(Stored data entries)
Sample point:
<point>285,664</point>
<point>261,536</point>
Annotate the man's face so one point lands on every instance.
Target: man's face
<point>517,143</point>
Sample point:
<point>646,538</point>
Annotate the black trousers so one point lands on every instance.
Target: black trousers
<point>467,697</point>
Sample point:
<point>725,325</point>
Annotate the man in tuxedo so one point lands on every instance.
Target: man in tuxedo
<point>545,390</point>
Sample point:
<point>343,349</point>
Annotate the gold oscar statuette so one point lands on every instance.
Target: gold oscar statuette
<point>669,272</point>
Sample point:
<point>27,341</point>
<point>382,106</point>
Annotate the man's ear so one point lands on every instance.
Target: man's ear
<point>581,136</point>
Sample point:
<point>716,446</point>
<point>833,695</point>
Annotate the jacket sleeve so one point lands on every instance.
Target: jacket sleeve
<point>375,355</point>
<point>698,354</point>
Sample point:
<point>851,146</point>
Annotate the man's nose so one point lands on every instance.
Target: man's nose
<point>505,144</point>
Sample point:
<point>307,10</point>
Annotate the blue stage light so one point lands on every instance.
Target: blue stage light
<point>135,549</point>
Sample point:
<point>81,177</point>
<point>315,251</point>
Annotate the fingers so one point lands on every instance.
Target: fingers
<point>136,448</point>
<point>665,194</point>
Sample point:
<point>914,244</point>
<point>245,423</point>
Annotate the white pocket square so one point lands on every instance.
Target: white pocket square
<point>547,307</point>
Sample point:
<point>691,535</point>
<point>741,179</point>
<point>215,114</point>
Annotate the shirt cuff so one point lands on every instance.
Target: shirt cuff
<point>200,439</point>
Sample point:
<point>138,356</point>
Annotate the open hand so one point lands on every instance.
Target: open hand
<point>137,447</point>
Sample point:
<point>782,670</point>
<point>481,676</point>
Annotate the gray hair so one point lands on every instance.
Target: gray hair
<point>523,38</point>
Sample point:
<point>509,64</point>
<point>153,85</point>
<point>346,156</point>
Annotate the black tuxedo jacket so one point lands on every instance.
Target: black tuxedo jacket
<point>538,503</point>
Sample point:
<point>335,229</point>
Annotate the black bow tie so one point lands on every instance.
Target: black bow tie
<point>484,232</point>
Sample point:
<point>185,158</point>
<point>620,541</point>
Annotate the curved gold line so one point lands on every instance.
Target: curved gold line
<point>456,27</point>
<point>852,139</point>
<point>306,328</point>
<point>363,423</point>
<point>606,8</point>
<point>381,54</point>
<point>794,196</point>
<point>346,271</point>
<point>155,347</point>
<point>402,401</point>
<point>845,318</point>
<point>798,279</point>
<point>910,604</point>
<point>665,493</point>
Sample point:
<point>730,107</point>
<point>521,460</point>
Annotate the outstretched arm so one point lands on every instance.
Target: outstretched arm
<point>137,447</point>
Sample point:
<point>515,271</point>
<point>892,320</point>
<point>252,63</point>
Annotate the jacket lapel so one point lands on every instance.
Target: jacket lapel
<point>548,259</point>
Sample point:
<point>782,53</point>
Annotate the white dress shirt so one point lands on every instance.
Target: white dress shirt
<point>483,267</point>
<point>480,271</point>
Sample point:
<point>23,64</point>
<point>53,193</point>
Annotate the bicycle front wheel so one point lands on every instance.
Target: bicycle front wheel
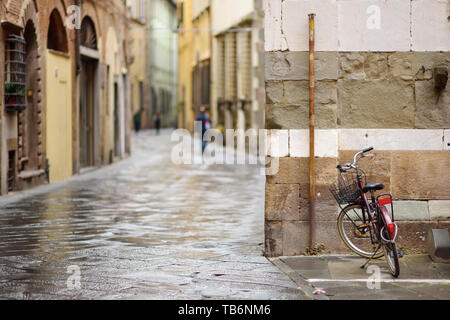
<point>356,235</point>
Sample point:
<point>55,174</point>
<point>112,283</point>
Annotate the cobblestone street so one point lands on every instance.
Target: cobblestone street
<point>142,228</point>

==

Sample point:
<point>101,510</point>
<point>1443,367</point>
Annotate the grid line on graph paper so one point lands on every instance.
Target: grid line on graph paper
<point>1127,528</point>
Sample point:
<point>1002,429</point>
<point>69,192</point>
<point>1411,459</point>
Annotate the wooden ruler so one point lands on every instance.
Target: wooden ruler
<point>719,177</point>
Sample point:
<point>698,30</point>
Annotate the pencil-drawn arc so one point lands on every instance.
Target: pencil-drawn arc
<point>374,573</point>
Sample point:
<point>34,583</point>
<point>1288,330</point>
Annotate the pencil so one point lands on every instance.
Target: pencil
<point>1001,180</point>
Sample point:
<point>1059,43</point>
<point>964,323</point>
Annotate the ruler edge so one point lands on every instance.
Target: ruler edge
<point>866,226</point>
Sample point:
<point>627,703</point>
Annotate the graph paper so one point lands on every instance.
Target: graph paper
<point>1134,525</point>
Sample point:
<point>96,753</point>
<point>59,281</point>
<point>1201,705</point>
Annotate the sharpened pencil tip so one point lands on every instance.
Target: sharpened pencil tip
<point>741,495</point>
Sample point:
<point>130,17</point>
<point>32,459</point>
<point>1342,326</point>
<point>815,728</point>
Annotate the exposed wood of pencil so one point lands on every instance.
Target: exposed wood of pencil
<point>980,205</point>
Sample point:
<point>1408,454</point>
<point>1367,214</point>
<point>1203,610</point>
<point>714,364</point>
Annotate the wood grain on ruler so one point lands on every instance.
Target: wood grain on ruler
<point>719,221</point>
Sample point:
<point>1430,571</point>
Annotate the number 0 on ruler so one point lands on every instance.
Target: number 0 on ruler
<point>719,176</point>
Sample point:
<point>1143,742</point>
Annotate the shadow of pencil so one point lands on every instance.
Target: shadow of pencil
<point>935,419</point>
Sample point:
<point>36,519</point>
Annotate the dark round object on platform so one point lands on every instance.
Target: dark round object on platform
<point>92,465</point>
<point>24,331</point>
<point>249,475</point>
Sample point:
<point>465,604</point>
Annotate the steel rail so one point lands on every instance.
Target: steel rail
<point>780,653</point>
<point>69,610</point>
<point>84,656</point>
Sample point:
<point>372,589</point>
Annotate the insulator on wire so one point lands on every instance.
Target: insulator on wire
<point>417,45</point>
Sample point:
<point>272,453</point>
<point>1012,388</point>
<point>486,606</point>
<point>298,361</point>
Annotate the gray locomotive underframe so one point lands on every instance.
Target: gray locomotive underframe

### WHAT YOU ARE ASKED TO DO
Write out every line of the entries that holds the word "locomotive".

### RESULT OF THE TASK
Annotate the gray locomotive underframe so one point lands on every instance.
Target: gray locomotive underframe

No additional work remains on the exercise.